● WHAT THIS TASK INVOLVES:
Lines to restate from the data below: from the one containing "Indicate each instance of the pair" to the one containing "Indicate each instance of the wooden chopstick", both included. Give them again exactly, and only them.
(DATA LISTING Opens)
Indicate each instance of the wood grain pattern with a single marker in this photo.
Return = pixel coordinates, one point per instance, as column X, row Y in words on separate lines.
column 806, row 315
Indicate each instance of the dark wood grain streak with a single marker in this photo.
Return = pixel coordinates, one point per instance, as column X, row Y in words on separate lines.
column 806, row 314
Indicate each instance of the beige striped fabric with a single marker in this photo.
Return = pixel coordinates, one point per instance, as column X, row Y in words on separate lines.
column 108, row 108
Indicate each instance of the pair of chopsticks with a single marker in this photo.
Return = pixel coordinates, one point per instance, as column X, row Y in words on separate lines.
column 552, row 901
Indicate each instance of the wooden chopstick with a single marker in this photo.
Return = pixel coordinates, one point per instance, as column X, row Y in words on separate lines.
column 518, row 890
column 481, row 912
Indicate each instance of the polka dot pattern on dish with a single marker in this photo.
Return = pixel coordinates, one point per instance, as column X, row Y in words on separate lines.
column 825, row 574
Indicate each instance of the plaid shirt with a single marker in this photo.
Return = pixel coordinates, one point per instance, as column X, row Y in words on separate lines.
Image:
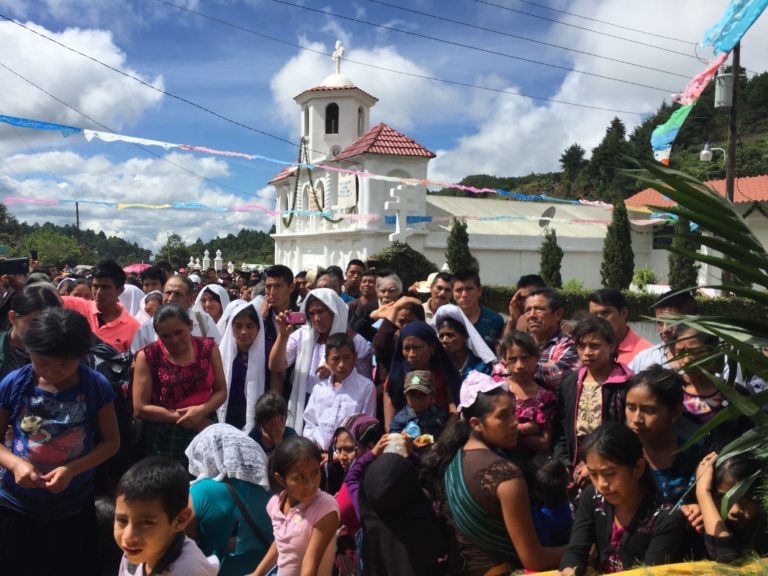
column 558, row 357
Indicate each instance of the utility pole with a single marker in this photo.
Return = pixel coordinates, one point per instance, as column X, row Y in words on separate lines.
column 730, row 158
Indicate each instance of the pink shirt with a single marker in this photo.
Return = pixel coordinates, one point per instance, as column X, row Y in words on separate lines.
column 117, row 333
column 293, row 531
column 631, row 346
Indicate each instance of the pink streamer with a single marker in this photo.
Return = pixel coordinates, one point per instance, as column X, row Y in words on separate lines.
column 696, row 86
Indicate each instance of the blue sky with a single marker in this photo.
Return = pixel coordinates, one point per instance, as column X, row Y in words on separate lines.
column 252, row 80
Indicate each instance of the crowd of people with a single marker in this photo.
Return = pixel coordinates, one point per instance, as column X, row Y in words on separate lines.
column 337, row 422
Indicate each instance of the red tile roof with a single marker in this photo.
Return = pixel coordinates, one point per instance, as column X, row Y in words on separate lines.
column 749, row 189
column 329, row 88
column 283, row 174
column 381, row 139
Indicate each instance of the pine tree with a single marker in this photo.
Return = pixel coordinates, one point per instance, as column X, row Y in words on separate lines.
column 618, row 259
column 457, row 254
column 551, row 259
column 683, row 271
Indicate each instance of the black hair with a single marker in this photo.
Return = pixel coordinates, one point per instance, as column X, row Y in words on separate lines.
column 153, row 273
column 269, row 405
column 683, row 302
column 520, row 339
column 60, row 333
column 548, row 480
column 594, row 325
column 416, row 309
column 616, row 442
column 608, row 297
column 453, row 324
column 34, row 298
column 169, row 311
column 280, row 271
column 444, row 276
column 666, row 385
column 552, row 296
column 356, row 262
column 109, row 269
column 465, row 275
column 339, row 340
column 212, row 293
column 735, row 469
column 531, row 281
column 292, row 451
column 248, row 312
column 156, row 478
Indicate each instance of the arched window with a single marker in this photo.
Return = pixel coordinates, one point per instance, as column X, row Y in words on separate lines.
column 332, row 118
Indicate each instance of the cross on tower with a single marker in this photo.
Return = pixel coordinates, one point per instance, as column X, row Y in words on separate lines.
column 400, row 206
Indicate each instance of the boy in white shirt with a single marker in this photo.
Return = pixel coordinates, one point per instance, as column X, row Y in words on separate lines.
column 343, row 393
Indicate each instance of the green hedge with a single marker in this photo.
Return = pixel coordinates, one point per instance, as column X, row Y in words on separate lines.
column 498, row 297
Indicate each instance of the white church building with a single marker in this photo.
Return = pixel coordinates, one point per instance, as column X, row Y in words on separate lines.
column 505, row 236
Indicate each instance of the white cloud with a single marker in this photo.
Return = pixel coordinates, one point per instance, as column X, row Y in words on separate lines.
column 134, row 181
column 403, row 101
column 517, row 135
column 104, row 95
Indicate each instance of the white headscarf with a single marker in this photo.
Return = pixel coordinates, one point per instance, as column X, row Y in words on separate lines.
column 222, row 451
column 475, row 342
column 217, row 289
column 309, row 337
column 142, row 315
column 131, row 298
column 255, row 375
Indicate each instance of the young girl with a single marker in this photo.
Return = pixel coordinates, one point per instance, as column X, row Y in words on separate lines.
column 242, row 355
column 535, row 406
column 62, row 425
column 654, row 405
column 591, row 396
column 621, row 513
column 744, row 529
column 304, row 519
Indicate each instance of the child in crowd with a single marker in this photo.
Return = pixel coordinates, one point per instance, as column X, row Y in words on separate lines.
column 654, row 406
column 591, row 396
column 343, row 393
column 744, row 529
column 548, row 481
column 270, row 430
column 62, row 425
column 430, row 418
column 304, row 518
column 620, row 513
column 535, row 406
column 151, row 513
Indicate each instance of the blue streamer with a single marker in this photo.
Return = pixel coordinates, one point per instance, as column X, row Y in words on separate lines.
column 36, row 125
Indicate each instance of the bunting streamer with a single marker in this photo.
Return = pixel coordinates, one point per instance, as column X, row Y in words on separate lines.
column 737, row 19
column 91, row 135
column 653, row 218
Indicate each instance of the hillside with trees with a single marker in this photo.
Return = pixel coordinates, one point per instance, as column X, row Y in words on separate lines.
column 602, row 177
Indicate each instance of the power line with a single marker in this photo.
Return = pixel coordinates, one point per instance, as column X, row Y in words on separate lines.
column 97, row 123
column 654, row 34
column 470, row 47
column 400, row 72
column 555, row 21
column 526, row 39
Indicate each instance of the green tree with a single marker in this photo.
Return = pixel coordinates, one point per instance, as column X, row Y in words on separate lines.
column 572, row 162
column 409, row 264
column 683, row 270
column 618, row 258
column 551, row 259
column 457, row 252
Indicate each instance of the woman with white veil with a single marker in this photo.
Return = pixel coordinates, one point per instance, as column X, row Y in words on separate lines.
column 304, row 349
column 243, row 358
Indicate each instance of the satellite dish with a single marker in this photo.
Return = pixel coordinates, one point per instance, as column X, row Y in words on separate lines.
column 547, row 216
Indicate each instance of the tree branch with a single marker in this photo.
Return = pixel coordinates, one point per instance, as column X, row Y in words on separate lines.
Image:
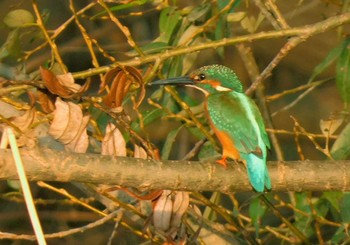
column 50, row 165
column 304, row 32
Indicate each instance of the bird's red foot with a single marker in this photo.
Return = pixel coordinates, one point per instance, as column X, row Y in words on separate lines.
column 222, row 162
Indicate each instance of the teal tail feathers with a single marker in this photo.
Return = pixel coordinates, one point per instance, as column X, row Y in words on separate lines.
column 257, row 171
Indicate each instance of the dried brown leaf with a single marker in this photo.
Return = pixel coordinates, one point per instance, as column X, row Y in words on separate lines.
column 24, row 121
column 169, row 209
column 113, row 142
column 139, row 152
column 69, row 126
column 162, row 211
column 45, row 102
column 62, row 85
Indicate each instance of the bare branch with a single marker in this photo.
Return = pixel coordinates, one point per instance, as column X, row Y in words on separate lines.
column 50, row 165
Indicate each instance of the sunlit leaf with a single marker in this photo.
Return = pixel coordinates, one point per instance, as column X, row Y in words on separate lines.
column 18, row 18
column 341, row 147
column 330, row 58
column 333, row 198
column 343, row 73
column 139, row 152
column 344, row 207
column 62, row 85
column 69, row 126
column 328, row 127
column 170, row 18
column 303, row 222
column 180, row 205
column 256, row 212
column 45, row 102
column 121, row 80
column 123, row 6
column 113, row 143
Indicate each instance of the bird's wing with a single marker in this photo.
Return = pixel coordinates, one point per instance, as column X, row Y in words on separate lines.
column 238, row 116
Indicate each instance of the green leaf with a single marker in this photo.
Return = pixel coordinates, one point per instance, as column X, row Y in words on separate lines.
column 168, row 145
column 18, row 18
column 169, row 19
column 199, row 13
column 256, row 212
column 333, row 198
column 345, row 207
column 209, row 213
column 207, row 151
column 148, row 117
column 150, row 48
column 122, row 7
column 330, row 58
column 343, row 73
column 341, row 147
column 11, row 47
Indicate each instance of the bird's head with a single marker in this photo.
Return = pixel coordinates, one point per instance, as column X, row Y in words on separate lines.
column 209, row 79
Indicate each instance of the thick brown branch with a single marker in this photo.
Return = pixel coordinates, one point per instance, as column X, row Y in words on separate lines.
column 49, row 165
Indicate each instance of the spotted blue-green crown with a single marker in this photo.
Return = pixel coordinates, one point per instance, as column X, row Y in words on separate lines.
column 222, row 74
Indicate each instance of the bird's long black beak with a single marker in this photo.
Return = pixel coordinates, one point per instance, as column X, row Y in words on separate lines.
column 174, row 81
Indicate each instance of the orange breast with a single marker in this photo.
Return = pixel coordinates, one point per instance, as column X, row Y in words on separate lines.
column 228, row 145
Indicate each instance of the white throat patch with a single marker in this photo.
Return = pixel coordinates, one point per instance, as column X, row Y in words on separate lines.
column 222, row 89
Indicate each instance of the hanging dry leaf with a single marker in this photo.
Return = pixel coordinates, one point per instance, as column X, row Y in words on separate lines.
column 113, row 142
column 24, row 121
column 139, row 152
column 329, row 126
column 62, row 85
column 45, row 102
column 169, row 209
column 69, row 126
column 121, row 80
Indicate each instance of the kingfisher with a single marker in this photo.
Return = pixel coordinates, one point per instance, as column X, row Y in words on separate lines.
column 234, row 118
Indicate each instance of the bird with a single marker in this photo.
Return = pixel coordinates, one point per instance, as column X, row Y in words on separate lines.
column 234, row 118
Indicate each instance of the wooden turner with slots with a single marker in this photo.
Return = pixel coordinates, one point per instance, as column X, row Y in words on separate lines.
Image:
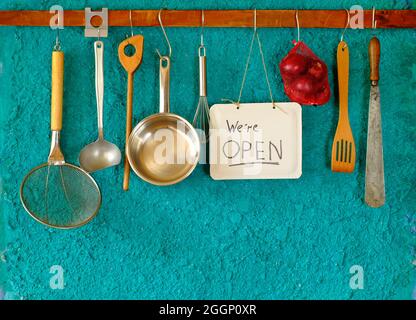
column 343, row 147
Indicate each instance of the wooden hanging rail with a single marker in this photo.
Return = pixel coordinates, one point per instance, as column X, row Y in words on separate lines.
column 217, row 18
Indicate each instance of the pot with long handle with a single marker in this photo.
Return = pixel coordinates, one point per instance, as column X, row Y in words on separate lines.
column 163, row 149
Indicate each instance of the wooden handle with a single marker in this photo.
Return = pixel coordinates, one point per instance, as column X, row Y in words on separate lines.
column 343, row 64
column 129, row 117
column 57, row 90
column 374, row 53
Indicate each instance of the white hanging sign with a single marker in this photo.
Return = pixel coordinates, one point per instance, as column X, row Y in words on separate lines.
column 256, row 141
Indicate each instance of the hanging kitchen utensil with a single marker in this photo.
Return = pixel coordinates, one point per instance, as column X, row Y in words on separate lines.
column 374, row 169
column 130, row 63
column 163, row 149
column 56, row 193
column 343, row 147
column 305, row 76
column 256, row 140
column 100, row 154
column 201, row 118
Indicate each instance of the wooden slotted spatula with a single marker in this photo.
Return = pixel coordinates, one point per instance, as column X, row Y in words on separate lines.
column 343, row 147
column 130, row 64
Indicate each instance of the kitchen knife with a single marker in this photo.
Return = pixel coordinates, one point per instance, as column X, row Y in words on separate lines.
column 374, row 170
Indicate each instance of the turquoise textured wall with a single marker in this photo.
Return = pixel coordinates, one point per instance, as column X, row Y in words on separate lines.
column 203, row 238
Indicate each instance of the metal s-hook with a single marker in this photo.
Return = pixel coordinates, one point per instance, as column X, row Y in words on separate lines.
column 57, row 46
column 346, row 26
column 159, row 16
column 297, row 24
column 373, row 19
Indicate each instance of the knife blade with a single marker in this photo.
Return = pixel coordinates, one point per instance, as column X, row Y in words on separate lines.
column 374, row 171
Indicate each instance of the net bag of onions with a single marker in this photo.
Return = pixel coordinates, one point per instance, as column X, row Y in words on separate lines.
column 305, row 76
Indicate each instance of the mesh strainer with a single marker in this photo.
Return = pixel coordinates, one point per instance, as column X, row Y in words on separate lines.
column 58, row 194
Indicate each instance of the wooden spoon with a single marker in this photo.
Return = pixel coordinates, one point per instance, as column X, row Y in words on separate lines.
column 130, row 64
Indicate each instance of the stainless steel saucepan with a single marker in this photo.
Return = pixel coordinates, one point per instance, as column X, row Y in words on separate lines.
column 163, row 149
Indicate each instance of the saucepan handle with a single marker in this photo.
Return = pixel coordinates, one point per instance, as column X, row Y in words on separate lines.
column 164, row 84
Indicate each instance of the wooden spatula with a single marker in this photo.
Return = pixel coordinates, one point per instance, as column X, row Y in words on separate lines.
column 343, row 147
column 130, row 64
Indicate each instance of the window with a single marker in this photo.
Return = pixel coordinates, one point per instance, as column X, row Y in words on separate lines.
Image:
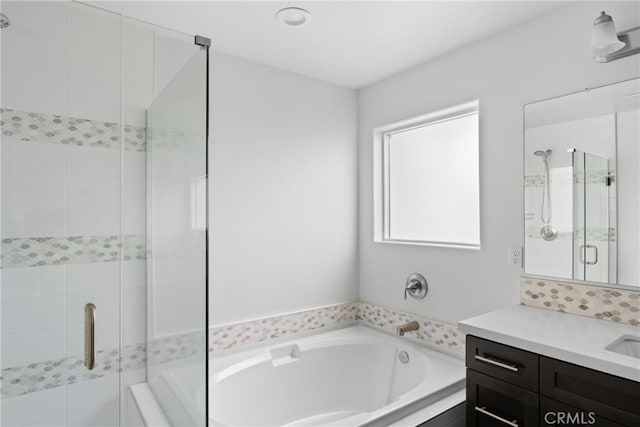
column 427, row 179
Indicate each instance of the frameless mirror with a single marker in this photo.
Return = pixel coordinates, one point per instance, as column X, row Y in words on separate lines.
column 582, row 185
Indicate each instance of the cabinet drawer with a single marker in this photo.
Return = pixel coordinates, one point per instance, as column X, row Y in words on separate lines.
column 501, row 361
column 554, row 413
column 610, row 397
column 495, row 403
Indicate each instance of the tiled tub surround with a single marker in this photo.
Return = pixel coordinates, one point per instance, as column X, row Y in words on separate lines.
column 616, row 305
column 29, row 126
column 433, row 333
column 73, row 231
column 39, row 376
column 41, row 251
(DATA LISTING Closes)
● TASK SOLUTION:
Indicate each instance of the pair of chopsticks with a single marker in this photo.
Return = pixel coordinates, one point per instance, as column X, row Y in words on separate lines.
column 552, row 901
Indicate each instance of the wooden chopstick with a single marker in this photo.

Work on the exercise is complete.